▸ **Exercise requirements**
Transcribe the portion of the passage on multiple sclerosis between "Less common symptoms" and "studied in Australia.", inclusive.

▸ **Extract provided**

++++++

Less common symptoms include speech problems, tremor, respiratory issues, headaches, problems swallowing, seizures, and hearing loss.

What causes MS?

The specific cause of MS is still unknown, but researchers believe several factors are involved. They are studying immunologic factors, to see which immune cells are attacking and why they are attacking. They have identified some specific factors, but are still making an effort to gather more information to figure out a cure based on the cause.

Researchers also examine environmental factors – MS occurs more frequently in areas farther away from the equator, which means that vitamin D could play a role. Those who live closer to the equator get more sunlight annually, while those farther from the equator get less sun exposure, and vitamin D supports immune function. The link between vitamin D and MS is currently being studied in Australia.

Data suggests that exposure to an environmental agent before puberty could predispose a person to getting MS later on in life. Cluster studies, which look at high numbers of MS cases that occurred in a specific time period or location, are looking for evidence of environmental and genetic risk.

Studies have already shown that people of Northern European descent are at the highest risk of developing MS, and genetics do play a role – if a parent or sibling develops MS, you also have a higher risk of getting the disease.

How is MS diagnosed?

There is no one conclusive test for MS. Instead, it requires a differential diagnosis – ruling out other conditions that could cause the same symptoms. Blood tests are used to check for other diseases, a lumbar puncture (spinal tap) can identify antibodies associated with MS and rule out infections, an MRI can show lesions on the brain and spinal cord that are a sign of MS, and evoked potential tests (records electrical signals produced by the nervous system as a response to stimuli) can identify how quickly information travels down the nerve pathways.

What is the treatment for MS?

There is no cure or definitive treatment for MS. Instead, treatment is more based on symptoms and progression of the disease. Medications called corticosteroids are used to help reduce nerve inflammation that is associated with an MS attack. Relapses like this, including either a flaring up of old symptoms or new symptoms presenting, are a common factor in MS and can last for a day to several months.

Other medications are available to help with changing the progression of the disease, and to help prevent relapses. Some MS patients are prescribed medications based on helping to manage their symptoms – muscle relaxants, anti-depressants, meds for incontinence, and meds to help with energy levels. Physical rehabilitation is used to help with overall fitness and energy levels for MS patients. Rehabilitation is helpful during all stages of the disease, and can help with continuing typical daily movement, speech, swallowing, and cognitive functions such as memory.

Emotional support is another important part of care for MS – mental health professionals can help MS patients cope with symptoms like depression and anxiety, while neurologists help with treating cognitive problems.

EMS and MS

As a healthcare professional dealing with a patient who has diagnosed EMS, remember that the disease can have many different symptoms, some of which can be helped in the prehospital setting, but an MS patient having a relapse should get to the hospital.

MS patients may struggle with walking or any movement, speaking, swallowing, and respiratory issues. As always, be calm and use good communication skills with an MS patient. Keep in mind that depending on how far their disease has progressed, they may have an advance medical directive which could include a DNR (do not resuscitate) order.

++++++

▸ **Data to examine**

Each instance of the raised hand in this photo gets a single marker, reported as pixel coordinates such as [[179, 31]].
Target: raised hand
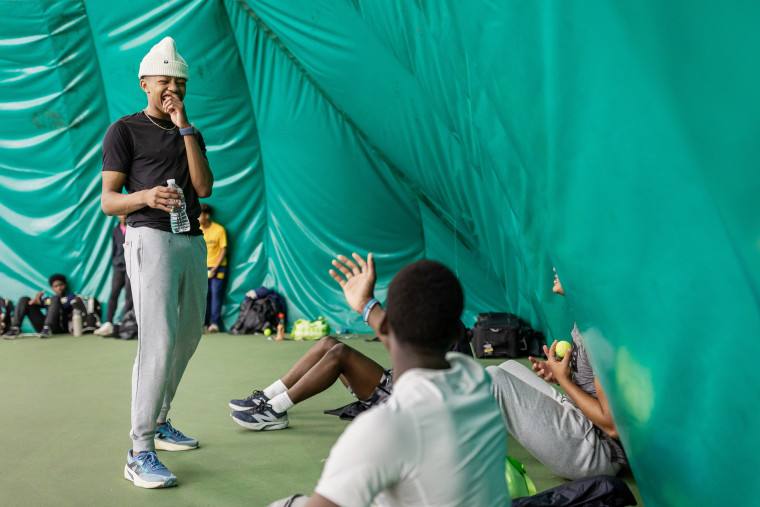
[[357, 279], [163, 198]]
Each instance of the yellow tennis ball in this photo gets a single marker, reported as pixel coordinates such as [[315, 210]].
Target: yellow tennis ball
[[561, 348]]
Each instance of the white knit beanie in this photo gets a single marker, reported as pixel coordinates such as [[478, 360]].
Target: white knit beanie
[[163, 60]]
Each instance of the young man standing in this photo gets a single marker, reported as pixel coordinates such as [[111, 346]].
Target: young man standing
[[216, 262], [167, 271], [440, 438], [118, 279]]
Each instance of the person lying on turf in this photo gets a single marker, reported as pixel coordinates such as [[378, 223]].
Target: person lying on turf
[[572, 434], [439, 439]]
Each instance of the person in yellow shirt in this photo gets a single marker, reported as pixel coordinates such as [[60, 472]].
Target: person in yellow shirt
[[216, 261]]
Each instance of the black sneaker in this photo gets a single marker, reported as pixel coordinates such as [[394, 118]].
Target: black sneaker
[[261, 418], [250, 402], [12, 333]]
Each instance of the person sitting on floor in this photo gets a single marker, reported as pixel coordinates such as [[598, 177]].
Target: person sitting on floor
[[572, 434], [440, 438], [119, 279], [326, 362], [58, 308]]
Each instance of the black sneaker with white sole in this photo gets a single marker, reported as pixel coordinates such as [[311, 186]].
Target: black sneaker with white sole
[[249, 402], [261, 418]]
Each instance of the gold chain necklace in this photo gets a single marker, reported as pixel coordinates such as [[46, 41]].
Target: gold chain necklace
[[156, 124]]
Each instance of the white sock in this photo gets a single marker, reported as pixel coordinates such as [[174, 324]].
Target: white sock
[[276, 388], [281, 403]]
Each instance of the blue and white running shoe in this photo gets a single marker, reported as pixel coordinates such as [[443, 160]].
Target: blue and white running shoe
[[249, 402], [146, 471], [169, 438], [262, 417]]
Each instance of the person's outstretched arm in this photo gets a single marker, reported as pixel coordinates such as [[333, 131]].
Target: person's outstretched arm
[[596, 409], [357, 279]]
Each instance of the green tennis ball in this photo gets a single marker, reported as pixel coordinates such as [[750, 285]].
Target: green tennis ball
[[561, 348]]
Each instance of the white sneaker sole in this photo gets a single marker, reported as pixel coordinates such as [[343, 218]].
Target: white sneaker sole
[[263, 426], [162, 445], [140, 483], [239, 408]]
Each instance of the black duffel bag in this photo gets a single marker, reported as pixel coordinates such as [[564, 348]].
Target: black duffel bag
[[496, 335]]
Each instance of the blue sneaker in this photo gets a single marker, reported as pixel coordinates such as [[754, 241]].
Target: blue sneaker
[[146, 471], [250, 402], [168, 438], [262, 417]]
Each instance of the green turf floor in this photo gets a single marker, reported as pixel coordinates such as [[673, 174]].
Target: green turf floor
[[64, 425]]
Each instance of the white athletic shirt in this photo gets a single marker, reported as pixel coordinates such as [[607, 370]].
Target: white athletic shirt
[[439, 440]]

++++++

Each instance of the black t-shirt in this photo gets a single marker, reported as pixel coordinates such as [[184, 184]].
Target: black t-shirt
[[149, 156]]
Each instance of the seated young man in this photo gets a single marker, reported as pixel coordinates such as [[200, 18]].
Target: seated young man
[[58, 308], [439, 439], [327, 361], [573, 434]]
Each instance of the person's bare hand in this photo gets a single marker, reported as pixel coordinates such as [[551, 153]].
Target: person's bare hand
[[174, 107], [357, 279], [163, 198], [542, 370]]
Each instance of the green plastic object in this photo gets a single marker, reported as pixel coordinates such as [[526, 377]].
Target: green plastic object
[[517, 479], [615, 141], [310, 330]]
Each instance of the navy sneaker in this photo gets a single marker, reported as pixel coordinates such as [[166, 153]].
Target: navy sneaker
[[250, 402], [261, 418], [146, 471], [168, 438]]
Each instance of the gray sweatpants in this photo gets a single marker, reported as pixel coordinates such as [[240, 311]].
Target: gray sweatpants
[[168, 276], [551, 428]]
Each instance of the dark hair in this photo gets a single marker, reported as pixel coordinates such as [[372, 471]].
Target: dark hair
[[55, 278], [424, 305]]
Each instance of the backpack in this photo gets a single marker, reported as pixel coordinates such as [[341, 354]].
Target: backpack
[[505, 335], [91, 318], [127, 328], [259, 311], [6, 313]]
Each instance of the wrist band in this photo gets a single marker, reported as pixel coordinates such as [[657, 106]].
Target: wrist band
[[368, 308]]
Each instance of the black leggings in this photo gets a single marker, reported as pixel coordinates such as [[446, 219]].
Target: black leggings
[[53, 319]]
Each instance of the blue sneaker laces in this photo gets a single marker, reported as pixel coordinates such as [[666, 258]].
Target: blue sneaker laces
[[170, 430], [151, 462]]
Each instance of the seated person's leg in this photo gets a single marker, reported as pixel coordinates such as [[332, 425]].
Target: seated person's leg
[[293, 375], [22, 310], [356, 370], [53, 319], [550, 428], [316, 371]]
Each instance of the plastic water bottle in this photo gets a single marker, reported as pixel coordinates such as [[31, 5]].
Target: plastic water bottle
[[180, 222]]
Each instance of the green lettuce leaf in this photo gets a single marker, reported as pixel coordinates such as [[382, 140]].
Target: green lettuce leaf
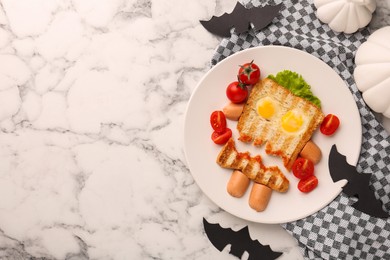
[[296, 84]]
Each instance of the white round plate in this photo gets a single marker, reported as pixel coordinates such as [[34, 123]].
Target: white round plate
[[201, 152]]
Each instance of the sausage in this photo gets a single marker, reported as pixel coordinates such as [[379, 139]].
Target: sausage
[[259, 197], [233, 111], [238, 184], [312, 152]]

++++++

▸ **Output of the task**
Less common symptoms include speech problems, tremor, respiratory issues, headaches, problems swallowing, seizures, and hearing loss.

What causes MS?

The specific cause of MS is still unknown, but researchers believe several factors are involved. They are studying immunologic factors, to see which immune cells are attacking and why they are attacking. They have identified some specific factors, but are still making an effort to gather more information to figure out a cure based on the cause.

Researchers also examine environmental factors – MS occurs more frequently in areas farther away from the equator, which means that vitamin D could play a role. Those who live closer to the equator get more sunlight annually, while those farther from the equator get less sun exposure, and vitamin D supports immune function. The link between vitamin D and MS is currently being studied in Australia.